■ **Exercise prompt**: Output verbatim the line with "of the corrugated" together with every line beneath it, ending at the last line of the entries.

Stored data entries
★ ★ ★ ★ ★ ★ ★

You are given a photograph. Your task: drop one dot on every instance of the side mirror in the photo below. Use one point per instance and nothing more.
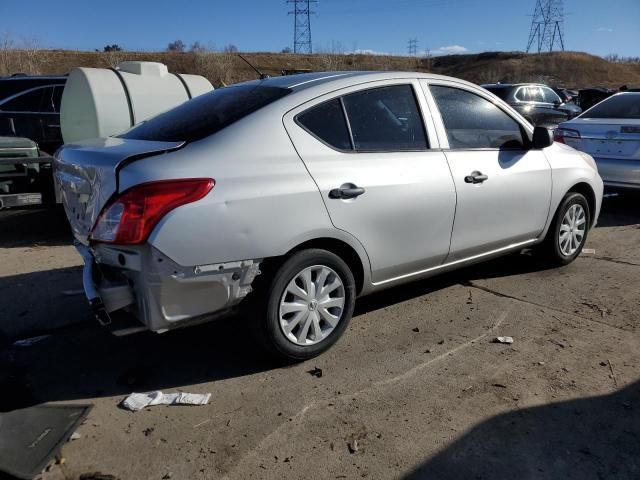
(542, 137)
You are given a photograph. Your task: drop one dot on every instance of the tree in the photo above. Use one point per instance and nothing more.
(197, 47)
(177, 46)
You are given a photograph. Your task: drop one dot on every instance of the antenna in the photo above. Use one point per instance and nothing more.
(302, 25)
(413, 47)
(547, 26)
(262, 75)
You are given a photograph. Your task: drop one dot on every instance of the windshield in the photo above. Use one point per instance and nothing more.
(618, 106)
(206, 114)
(500, 92)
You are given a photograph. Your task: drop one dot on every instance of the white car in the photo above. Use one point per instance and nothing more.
(610, 132)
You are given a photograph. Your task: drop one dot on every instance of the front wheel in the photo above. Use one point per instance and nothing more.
(568, 231)
(307, 305)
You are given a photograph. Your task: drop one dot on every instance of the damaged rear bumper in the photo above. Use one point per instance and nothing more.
(159, 293)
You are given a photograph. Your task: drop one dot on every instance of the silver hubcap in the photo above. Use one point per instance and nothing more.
(311, 306)
(572, 230)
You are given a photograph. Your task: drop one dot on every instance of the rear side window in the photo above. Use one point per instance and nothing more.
(619, 106)
(206, 114)
(385, 119)
(326, 121)
(473, 122)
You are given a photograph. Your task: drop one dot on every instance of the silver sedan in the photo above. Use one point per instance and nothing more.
(291, 196)
(610, 132)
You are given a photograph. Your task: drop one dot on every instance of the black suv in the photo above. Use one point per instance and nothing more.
(537, 103)
(30, 108)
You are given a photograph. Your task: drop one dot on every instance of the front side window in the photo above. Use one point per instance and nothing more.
(385, 119)
(326, 121)
(550, 96)
(471, 121)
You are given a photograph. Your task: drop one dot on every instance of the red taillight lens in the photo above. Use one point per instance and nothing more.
(561, 133)
(130, 218)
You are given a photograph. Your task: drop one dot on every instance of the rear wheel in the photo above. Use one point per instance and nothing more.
(307, 305)
(568, 232)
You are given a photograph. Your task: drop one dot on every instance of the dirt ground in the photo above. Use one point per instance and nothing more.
(414, 389)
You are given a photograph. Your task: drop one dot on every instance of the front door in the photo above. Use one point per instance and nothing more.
(368, 151)
(503, 186)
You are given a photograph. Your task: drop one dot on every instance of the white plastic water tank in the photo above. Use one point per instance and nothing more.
(100, 102)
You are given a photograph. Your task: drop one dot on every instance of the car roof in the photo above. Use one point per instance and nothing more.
(306, 81)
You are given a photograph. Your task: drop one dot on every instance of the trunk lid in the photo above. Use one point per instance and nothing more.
(86, 175)
(606, 138)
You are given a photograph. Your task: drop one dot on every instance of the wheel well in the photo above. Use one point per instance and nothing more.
(586, 190)
(343, 250)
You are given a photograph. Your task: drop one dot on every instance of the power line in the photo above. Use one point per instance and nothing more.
(413, 47)
(547, 26)
(302, 25)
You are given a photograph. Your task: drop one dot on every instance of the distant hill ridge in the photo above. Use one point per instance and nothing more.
(570, 69)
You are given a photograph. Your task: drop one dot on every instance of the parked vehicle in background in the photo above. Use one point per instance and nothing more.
(538, 104)
(30, 108)
(588, 97)
(29, 134)
(361, 181)
(610, 132)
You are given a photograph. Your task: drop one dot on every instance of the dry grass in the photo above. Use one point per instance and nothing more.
(572, 69)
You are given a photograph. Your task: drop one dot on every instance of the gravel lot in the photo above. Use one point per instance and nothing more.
(414, 389)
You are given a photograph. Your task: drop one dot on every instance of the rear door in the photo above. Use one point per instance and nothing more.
(503, 186)
(373, 153)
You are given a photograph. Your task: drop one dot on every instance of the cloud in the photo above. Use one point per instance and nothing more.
(450, 50)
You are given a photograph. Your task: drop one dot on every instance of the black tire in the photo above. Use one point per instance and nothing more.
(551, 247)
(265, 308)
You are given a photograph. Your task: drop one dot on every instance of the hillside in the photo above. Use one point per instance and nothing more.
(570, 69)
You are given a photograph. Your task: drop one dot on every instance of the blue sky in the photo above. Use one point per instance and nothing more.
(263, 25)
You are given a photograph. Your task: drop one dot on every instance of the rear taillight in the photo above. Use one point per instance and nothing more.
(130, 218)
(561, 133)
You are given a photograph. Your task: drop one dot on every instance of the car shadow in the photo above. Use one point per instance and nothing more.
(620, 209)
(587, 438)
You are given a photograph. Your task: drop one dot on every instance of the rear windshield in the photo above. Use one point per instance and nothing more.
(500, 92)
(206, 114)
(619, 106)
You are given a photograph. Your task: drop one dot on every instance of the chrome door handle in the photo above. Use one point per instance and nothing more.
(476, 177)
(346, 191)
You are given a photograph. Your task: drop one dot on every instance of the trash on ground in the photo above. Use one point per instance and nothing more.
(138, 401)
(70, 293)
(31, 437)
(27, 342)
(505, 340)
(353, 446)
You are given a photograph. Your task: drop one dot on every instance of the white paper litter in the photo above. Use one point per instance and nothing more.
(138, 401)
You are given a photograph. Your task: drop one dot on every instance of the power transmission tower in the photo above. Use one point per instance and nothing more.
(547, 26)
(413, 47)
(302, 25)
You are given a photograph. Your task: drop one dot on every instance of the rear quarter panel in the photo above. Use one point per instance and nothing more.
(568, 169)
(264, 202)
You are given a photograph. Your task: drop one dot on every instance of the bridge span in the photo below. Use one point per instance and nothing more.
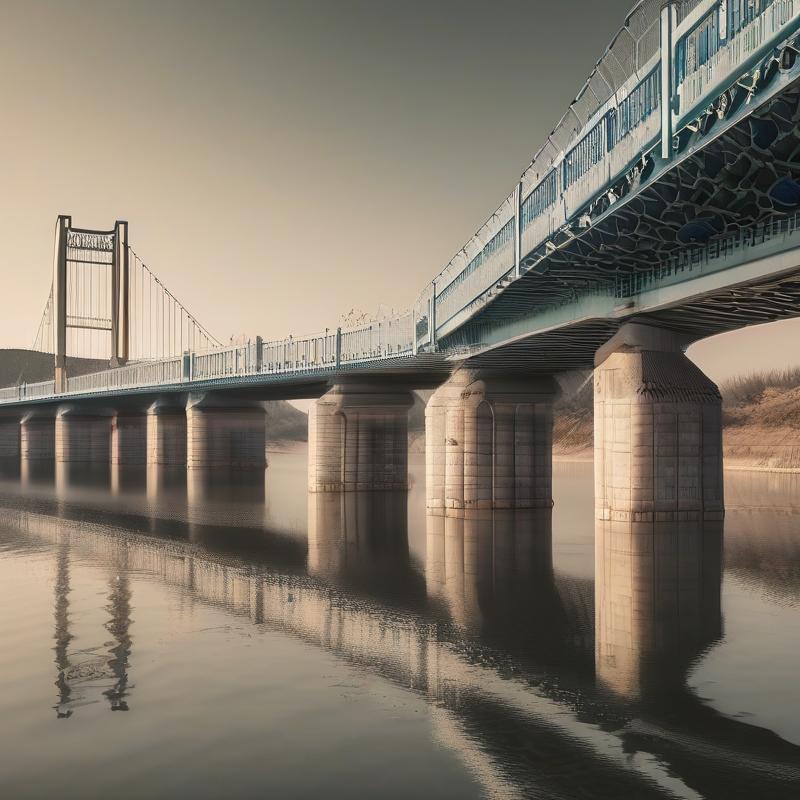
(662, 209)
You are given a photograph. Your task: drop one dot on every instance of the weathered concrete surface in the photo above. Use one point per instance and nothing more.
(220, 435)
(488, 442)
(658, 431)
(358, 439)
(82, 437)
(657, 601)
(166, 435)
(9, 438)
(37, 437)
(129, 439)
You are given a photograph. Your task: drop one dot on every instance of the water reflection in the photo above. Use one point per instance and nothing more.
(84, 674)
(657, 590)
(480, 623)
(361, 537)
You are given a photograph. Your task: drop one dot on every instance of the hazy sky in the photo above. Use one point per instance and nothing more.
(283, 162)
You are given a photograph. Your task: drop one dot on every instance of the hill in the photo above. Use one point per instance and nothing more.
(761, 420)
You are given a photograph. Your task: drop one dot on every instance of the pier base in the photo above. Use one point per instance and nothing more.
(37, 437)
(658, 431)
(129, 440)
(657, 602)
(9, 438)
(82, 437)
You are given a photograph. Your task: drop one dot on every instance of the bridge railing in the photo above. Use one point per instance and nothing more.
(151, 373)
(375, 340)
(605, 136)
(386, 338)
(717, 41)
(714, 255)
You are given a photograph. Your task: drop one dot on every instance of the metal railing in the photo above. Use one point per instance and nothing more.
(631, 62)
(388, 338)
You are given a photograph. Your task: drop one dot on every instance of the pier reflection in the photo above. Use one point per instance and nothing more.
(361, 538)
(657, 600)
(483, 627)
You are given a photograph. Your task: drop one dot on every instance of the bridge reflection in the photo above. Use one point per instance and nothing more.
(657, 590)
(481, 629)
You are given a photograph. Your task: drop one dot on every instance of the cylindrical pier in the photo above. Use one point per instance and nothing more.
(166, 435)
(358, 439)
(489, 442)
(82, 437)
(37, 440)
(220, 435)
(129, 439)
(658, 431)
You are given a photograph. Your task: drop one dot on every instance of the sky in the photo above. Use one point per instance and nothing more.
(281, 163)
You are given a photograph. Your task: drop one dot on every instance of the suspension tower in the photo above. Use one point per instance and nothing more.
(93, 263)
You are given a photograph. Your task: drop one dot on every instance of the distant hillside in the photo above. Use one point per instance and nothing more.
(284, 421)
(30, 366)
(762, 421)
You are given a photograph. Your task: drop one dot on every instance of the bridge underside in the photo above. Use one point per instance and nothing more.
(730, 176)
(574, 346)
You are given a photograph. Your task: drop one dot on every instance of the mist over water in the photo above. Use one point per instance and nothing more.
(231, 635)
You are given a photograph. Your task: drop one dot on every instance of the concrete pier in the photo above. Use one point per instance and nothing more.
(360, 536)
(489, 442)
(225, 434)
(657, 601)
(9, 438)
(358, 439)
(37, 437)
(493, 567)
(129, 439)
(82, 436)
(658, 431)
(166, 435)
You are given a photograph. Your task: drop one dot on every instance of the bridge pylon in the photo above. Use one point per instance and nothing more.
(91, 289)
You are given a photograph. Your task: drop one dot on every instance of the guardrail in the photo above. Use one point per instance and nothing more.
(610, 127)
(331, 350)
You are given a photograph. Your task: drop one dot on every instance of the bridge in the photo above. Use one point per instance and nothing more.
(663, 208)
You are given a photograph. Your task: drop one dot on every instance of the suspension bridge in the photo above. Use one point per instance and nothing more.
(663, 208)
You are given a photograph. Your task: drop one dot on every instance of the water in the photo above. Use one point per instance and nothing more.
(238, 638)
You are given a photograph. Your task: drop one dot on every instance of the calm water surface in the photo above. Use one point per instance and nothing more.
(237, 638)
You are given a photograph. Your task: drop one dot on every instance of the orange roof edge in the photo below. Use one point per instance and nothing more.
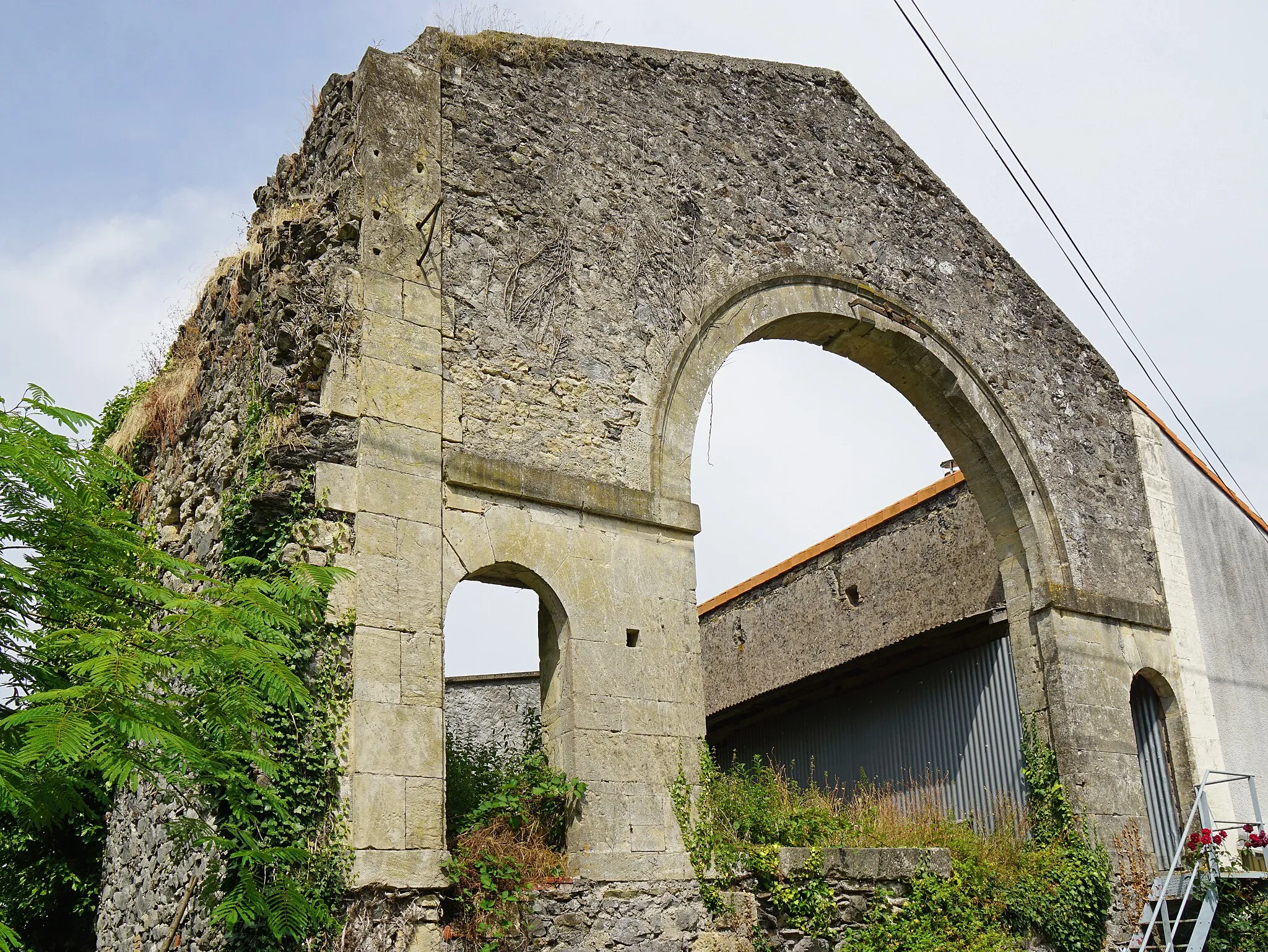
(835, 540)
(1192, 457)
(929, 493)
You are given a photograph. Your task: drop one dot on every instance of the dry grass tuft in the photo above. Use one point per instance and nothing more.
(1135, 868)
(523, 855)
(518, 48)
(485, 33)
(162, 412)
(280, 430)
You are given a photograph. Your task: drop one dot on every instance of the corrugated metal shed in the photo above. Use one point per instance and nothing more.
(955, 719)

★ ★ ★ ★ ★ ★ ★

■ **Answer for the task**:
You are given a photograph. Your task: drop one dot on every instance of the corrugated metal shed in the photo above. Use one point per instance and nothing more.
(955, 719)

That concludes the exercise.